What you will do: Print nothing but the lines below starting at the line that holds "Where can the black curly hair be seen here?" and ending at the line that holds "Target: woman's thumb", including both, each exactly as written.

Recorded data
++++++++++++++++++++
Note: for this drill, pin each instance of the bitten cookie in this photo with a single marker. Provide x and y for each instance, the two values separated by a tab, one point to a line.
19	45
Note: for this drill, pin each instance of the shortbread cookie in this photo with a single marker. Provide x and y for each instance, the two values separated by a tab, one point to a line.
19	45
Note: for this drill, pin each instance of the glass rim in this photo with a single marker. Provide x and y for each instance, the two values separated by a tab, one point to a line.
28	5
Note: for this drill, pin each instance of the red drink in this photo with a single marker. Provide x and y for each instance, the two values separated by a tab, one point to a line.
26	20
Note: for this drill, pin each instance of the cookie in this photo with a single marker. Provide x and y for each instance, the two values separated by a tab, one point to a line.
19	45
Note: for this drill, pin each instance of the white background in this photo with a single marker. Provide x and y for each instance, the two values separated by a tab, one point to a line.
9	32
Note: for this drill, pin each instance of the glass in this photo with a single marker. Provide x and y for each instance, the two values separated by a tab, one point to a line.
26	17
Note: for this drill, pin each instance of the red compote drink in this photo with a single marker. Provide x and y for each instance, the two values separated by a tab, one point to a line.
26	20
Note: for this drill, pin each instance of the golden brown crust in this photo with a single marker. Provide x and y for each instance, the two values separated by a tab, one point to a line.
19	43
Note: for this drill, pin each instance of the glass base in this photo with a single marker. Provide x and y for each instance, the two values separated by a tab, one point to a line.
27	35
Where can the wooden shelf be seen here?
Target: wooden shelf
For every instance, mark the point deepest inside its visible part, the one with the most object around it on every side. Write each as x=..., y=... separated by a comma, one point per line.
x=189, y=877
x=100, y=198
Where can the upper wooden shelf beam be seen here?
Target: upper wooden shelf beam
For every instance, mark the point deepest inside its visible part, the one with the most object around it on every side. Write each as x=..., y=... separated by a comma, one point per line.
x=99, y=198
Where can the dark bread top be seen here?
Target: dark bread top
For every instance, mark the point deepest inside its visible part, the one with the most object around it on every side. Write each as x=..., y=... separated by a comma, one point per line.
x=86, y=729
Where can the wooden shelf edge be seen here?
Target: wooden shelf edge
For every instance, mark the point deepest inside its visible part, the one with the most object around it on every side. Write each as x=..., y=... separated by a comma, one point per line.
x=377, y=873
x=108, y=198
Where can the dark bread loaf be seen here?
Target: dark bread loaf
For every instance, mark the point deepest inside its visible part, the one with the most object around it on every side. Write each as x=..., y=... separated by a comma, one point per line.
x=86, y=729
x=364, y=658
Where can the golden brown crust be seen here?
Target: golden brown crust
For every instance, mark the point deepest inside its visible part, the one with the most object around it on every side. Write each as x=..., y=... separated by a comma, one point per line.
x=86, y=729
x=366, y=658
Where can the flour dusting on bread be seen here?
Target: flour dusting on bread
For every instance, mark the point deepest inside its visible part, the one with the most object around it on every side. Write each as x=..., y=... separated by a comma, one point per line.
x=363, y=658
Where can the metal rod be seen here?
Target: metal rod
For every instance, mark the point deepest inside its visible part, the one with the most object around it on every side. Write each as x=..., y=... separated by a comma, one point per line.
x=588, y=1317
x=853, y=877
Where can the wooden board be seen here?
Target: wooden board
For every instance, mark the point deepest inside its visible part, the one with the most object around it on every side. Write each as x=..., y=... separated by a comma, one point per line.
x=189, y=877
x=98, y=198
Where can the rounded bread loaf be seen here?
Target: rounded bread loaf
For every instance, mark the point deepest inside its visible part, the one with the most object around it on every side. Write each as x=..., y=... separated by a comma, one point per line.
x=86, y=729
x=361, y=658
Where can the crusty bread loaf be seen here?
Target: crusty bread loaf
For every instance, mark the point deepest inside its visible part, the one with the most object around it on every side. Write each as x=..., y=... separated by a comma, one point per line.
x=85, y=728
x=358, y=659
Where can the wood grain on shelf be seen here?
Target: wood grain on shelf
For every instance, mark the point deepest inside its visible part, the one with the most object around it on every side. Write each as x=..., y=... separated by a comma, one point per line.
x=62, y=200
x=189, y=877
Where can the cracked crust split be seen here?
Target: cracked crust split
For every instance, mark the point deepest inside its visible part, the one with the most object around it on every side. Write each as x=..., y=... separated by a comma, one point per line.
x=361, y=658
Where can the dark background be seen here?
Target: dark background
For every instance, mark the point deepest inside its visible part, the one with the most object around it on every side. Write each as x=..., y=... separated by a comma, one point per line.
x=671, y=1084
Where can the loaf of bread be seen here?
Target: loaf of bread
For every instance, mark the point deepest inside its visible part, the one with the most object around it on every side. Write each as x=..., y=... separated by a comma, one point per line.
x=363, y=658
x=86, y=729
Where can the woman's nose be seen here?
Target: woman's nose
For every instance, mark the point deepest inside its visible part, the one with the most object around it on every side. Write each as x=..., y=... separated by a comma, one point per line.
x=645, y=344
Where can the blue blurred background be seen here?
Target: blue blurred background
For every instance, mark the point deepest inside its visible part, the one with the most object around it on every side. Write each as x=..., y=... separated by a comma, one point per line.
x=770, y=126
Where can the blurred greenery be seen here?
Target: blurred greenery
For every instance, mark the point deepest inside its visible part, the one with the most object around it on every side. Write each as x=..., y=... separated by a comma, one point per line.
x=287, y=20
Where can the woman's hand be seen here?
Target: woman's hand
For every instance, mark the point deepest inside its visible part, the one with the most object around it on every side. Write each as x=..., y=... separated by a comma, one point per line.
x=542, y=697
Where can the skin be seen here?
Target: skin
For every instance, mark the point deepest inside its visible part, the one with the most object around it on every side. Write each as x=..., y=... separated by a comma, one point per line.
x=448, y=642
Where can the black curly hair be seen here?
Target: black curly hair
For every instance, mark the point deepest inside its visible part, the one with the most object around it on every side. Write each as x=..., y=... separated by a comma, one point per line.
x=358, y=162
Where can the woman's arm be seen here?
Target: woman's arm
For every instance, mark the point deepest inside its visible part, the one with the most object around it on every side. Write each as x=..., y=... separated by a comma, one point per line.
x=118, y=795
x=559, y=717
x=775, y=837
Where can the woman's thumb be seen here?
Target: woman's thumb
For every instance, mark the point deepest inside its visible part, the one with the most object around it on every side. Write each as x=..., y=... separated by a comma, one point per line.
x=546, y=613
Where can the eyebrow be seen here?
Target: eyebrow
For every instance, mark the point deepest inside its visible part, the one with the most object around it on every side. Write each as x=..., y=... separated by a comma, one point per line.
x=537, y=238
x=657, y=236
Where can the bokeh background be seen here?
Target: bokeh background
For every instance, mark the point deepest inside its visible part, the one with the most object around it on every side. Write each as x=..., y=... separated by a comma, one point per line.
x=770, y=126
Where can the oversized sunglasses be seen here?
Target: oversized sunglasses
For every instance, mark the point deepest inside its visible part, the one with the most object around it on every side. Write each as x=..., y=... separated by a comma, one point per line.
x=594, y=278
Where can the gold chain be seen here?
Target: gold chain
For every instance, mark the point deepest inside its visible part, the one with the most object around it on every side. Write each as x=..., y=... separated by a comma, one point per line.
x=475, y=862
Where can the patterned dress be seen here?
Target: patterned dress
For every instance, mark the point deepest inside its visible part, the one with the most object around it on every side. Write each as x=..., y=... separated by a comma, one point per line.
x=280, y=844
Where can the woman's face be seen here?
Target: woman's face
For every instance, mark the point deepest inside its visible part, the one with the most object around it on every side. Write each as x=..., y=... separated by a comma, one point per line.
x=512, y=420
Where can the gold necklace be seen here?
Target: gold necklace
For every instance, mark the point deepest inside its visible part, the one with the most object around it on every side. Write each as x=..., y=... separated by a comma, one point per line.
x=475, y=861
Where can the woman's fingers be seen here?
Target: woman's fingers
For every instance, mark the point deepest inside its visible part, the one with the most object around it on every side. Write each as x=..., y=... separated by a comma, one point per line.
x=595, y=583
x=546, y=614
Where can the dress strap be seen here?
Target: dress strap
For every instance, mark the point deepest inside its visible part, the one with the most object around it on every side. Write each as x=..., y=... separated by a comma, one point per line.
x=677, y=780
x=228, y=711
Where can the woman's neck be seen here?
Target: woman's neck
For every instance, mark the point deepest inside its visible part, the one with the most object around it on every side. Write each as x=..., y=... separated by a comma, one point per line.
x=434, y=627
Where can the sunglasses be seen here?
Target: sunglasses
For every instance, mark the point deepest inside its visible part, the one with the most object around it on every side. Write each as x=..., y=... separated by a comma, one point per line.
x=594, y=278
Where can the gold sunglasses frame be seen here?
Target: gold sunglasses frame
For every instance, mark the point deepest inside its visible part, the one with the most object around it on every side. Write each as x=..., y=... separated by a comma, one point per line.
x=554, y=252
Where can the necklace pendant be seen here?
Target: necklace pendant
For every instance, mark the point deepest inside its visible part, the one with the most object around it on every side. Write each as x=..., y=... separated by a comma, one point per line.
++++++++++++++++++++
Task response:
Where can the black curly hair be seen here?
Target: black curly hair
For every instance, mark the point deepest inside its visible part, the one with the most object around it on every side. Write each as x=..., y=... separated by a comma, one point per line.
x=358, y=162
Where can the woman's arm be seen here?
Target: woman's arm
For every instance, mark the point deepest inside its visible part, the one with the most object around it on every side. Write each as x=..., y=... separated by a comma, one point per line.
x=118, y=795
x=559, y=717
x=775, y=837
Where can the woman's thumb be seen here?
Target: woman's thumb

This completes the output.